▶ _Instruction_: Print the lines below unchanged, starting at the line with "pixel 174 304." and ending with the line with "pixel 601 424", both included.

▶ _Material provided_:
* * * * *

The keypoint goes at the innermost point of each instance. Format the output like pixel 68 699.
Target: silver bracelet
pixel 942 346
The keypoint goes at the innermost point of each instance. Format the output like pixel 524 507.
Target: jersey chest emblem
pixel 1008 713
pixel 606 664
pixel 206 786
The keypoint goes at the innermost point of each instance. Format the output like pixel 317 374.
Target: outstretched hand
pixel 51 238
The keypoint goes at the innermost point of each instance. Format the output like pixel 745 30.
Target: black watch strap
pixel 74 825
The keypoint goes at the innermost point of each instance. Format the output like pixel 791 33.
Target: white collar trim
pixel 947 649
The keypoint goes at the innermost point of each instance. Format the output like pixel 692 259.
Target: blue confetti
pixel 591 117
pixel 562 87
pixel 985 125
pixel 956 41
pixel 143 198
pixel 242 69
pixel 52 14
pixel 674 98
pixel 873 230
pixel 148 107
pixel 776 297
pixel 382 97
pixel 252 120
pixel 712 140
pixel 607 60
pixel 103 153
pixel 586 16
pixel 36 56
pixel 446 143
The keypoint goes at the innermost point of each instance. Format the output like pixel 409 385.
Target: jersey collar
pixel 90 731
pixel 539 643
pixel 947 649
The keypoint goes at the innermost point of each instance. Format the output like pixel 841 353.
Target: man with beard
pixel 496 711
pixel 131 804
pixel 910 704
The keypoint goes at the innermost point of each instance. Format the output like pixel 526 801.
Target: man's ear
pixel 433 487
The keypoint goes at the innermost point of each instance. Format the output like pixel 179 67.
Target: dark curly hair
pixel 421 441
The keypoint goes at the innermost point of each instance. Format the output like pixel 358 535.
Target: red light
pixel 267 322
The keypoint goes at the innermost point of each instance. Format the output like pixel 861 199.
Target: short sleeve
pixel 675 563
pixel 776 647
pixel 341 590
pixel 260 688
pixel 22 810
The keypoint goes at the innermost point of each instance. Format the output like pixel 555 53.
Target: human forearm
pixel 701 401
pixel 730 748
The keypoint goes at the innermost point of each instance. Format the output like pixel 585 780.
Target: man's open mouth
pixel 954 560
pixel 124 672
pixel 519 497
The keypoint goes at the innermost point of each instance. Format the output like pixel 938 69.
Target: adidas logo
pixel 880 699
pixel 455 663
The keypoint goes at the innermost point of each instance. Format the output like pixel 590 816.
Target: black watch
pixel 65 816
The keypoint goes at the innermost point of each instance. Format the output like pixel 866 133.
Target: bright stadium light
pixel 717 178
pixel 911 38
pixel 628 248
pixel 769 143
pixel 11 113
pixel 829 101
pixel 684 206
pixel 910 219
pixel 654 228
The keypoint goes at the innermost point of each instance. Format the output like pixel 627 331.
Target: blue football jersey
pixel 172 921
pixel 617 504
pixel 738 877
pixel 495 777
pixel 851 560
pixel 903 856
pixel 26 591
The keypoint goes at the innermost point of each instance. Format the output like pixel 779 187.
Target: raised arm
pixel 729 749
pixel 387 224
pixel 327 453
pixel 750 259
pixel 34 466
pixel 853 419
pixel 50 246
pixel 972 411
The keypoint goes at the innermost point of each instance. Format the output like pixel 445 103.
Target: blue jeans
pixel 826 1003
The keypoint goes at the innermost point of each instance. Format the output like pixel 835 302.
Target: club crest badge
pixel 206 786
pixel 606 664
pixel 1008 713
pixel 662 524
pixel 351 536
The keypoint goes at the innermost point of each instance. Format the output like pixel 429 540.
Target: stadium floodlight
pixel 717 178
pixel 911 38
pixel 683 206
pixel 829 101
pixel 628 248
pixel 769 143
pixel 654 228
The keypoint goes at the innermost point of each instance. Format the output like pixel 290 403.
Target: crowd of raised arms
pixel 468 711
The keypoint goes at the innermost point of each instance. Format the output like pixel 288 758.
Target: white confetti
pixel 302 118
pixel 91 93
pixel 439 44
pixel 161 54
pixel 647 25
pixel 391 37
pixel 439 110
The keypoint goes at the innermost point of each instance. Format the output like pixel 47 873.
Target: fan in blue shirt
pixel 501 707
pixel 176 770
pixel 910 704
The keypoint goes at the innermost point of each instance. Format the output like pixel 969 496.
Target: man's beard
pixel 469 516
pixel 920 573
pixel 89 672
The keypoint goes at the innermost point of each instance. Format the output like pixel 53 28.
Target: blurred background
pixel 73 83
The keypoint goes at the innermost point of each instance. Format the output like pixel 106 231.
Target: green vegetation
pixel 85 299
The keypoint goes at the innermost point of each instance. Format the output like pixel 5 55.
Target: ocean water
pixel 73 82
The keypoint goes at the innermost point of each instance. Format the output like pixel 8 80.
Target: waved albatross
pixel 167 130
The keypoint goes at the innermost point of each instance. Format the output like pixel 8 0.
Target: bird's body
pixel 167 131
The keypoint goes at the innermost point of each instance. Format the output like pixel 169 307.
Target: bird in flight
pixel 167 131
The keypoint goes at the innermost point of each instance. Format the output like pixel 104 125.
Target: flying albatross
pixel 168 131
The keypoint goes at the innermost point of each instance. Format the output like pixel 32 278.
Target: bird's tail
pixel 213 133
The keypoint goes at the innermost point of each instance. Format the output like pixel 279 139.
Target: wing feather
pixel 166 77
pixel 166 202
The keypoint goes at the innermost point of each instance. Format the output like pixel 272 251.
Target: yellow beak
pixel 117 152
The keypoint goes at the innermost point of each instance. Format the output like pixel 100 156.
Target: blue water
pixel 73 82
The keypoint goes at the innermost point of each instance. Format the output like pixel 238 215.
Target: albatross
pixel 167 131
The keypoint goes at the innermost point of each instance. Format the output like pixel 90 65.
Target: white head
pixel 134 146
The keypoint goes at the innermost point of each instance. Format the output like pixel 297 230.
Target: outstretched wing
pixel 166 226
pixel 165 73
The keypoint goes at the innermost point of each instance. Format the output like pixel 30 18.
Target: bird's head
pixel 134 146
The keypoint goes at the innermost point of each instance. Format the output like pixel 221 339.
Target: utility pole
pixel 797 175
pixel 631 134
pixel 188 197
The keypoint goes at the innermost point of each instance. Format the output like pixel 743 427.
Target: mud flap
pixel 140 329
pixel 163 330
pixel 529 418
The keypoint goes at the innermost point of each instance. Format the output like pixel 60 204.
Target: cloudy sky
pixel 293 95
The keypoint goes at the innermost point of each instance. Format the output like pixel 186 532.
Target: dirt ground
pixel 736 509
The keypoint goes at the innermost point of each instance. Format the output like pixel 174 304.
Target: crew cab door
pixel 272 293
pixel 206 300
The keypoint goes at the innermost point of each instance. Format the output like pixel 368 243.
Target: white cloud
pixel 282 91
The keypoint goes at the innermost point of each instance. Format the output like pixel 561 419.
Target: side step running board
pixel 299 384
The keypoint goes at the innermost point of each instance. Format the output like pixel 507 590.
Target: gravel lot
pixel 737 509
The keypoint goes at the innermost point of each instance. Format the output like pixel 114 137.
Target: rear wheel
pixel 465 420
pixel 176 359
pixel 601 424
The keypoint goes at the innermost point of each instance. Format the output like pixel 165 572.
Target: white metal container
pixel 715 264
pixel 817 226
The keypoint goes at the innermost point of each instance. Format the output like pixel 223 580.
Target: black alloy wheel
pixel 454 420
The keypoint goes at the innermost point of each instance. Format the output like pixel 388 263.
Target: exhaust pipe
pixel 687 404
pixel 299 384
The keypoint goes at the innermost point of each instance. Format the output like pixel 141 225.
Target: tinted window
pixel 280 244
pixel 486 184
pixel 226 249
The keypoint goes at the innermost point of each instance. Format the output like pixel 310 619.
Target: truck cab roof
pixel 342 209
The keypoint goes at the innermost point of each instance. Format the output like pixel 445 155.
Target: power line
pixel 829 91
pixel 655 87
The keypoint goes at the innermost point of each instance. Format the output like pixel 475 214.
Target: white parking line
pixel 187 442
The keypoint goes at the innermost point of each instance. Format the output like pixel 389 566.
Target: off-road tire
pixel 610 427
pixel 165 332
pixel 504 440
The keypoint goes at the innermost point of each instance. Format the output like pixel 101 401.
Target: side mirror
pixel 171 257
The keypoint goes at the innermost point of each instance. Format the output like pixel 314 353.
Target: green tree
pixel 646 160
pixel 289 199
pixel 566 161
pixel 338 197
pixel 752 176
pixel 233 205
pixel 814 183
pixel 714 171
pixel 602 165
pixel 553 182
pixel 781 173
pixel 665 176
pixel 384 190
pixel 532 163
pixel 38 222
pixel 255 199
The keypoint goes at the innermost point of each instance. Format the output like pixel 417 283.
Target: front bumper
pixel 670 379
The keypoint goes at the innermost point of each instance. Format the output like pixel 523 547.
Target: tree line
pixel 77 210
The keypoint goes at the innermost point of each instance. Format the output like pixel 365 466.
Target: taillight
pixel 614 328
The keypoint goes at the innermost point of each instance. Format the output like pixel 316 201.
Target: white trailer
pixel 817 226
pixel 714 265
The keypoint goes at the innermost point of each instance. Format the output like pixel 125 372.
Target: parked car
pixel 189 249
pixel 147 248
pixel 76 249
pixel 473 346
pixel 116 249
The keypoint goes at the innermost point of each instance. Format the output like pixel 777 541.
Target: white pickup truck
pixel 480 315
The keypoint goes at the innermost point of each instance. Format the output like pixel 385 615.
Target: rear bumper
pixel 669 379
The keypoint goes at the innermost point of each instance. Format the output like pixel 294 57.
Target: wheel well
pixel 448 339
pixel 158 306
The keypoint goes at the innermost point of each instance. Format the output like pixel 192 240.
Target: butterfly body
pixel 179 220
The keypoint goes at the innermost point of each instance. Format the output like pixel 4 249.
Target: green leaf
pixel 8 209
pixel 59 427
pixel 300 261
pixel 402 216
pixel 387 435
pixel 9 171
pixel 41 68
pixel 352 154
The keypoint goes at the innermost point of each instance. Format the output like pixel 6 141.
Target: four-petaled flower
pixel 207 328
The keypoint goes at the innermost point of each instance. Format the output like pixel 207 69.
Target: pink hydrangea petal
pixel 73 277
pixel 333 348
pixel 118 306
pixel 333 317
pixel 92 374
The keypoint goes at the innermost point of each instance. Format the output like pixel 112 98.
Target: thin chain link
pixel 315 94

* * * * *

▶ _Complete output_:
The keypoint goes at the innermost point of each instance. Format the output like pixel 174 304.
Target: crew cab door
pixel 272 293
pixel 206 300
The keypoint goes at the innermost point of each instance. Format the output like pixel 368 243.
Target: white cloud
pixel 282 91
The keypoint goes at the innermost point of each instance. Format the output like pixel 561 419.
Target: side step running board
pixel 299 384
The keypoint goes at the innermost point of each instance. Format the output like pixel 507 590.
Target: gravel lot
pixel 737 509
The keypoint goes at the innermost point of each instance. Format the output like pixel 114 137.
Target: rear wheel
pixel 465 420
pixel 176 359
pixel 601 424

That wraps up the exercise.